Provided text

::::::::

This is the scientific method, automated and deployed continuously.


The Research Methodology

Tinman embodies a specific methodology for AI reliability research:

1. Hypothesis-Driven Exploration

Every action Tinman takes starts with a hypothesis:

"I hypothesize that this system will produce inconsistent outputs
when given long conversations with interleaved topics."

Hypotheses are: - Testable - Can be verified through experimentation - Specific - Target a particular failure mode - Grounded - Based on observed behavior or known failure patterns

This is different from random fuzzing or exhaustive testing. Every experiment has a purpose.

2. Controlled Experimentation

Hypotheses are tested through controlled experiments:

# Example experiment design
{
    "hypothesis_id": "hyp_001",
    "stress_type": "CONTEXT_INTERLEAVING",
    "parameters": {
        "topic_count": 5,
        "switches_per_topic": 3,
        "context_length": 8000
    },
    "expected_failure_class": "LONG_CONTEXT",
    "runs": 10
}

Experiments are: - Reproducible - Same parameters yield comparable results - Measurable - Clear success/failure criteria - Bounded - Cost and time limits prevent runaway exploration

3. Systematic Classification

When failures are discovered, they're classified using a structured taxonomy:

Failure:
  Class: LONG_CONTEXT
  Subtype: ATTENTION_DILUTION
  Severity: S2 (Business Risk)

::::::::

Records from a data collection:
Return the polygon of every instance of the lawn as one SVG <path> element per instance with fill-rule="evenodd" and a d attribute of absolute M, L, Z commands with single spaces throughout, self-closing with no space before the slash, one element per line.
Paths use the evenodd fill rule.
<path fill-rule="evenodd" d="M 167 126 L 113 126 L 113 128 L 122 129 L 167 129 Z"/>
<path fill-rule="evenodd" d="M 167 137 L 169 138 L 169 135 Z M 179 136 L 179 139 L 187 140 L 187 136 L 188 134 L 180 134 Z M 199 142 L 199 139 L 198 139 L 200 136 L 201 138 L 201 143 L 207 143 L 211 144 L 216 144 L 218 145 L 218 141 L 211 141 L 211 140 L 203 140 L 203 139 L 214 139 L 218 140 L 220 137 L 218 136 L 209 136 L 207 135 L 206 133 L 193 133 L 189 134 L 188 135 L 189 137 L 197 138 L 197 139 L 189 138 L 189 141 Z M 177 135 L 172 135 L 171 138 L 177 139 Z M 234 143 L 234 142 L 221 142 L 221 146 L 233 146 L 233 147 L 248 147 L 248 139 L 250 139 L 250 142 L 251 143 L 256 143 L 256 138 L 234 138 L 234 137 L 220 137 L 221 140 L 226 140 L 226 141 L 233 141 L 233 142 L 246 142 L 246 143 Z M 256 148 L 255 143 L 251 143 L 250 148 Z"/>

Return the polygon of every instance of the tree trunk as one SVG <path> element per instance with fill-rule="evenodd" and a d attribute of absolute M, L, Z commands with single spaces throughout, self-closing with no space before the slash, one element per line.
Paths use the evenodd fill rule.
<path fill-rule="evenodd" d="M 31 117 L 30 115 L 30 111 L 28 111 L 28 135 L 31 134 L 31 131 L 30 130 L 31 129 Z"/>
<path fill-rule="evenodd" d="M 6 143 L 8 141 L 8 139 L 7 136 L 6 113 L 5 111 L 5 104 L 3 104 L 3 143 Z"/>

::::::::

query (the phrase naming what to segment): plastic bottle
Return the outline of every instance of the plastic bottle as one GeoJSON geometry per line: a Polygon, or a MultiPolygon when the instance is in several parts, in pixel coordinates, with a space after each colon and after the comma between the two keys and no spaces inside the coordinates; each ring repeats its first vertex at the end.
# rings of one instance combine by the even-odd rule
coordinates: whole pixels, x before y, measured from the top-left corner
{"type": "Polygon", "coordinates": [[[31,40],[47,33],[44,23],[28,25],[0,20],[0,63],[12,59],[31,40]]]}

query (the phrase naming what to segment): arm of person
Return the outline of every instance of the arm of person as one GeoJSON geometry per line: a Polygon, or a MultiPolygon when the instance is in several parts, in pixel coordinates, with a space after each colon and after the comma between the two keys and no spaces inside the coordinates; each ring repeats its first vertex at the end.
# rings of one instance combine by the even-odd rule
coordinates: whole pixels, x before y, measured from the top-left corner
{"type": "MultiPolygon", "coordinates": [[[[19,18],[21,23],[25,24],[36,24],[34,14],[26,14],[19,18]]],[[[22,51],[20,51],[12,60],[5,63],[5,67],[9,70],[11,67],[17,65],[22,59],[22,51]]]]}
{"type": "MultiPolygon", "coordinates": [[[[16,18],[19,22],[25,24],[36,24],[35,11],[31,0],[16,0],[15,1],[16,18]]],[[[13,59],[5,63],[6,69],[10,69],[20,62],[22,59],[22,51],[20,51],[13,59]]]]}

::::::::

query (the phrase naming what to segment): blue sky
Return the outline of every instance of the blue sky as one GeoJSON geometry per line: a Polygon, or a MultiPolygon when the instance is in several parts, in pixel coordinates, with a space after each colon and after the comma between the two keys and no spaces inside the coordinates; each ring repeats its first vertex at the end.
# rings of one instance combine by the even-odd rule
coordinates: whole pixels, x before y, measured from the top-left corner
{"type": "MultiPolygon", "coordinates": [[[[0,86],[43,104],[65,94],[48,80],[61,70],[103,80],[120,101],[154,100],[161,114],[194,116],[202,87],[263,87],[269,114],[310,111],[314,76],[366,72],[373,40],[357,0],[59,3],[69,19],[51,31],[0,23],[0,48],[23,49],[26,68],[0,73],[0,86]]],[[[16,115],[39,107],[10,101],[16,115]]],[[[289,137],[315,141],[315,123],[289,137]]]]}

::::::::

Required tasks
(a) Answer these from the text on Tinman's research methodology:
(i) How many runs does the example experiment design specify?
(ii) What subtype is given for the LONG_CONTEXT failure?
(iii) What severity is assigned to that failure?
(b) According to the text on Tinman's research methodology, why are experiments bounded? Answer in one to three sentences.
(c) Carry on the text on Tinman's research methodology from the point where it stops.

Expected answers
(a)
(i) 10
(ii) ATTENTION_DILUTION
(iii) S2 (Business Risk)

(b) Experiments are bounded so that cost and time limits prevent runaway exploration.

(c)
  Reproducibility: 7/10 runs
  Root Cause: Model loses track of early instructions
               when conversation exceeds 4000 tokens

Classification enables: - Pattern recognition across failures - Prioritization based on severity - Targeted interventions for each failure class

4. Intervention Design

For each failure, Tinman designs concrete interventions:

# Example intervention
{
    "failure_id": "fail_001",
    "type": "PROMPT_MUTATION",
    "description": "Add periodic instruction reinforcement",
    "implementation": {
        "inject_at": "every_5_turns",
        "content": "Remember: {original_instructions}"
    },
    "estimated_effectiveness": 0.75,
    "reversibility": True
}

Interventions are: - Specific - Address a particular failure - Testable - Can be validated before deployment - Reversible - Can be rolled back if ineffective

5. Validation Through Simulation

Before deploying interventions, they're validated through counterfactual simulation:

  1. Take historical traces where the failure occurred
  2. Replay them with the intervention applied
  3. Measure whether the failure is prevented

This answers: "Would this fix have worked on past failures?"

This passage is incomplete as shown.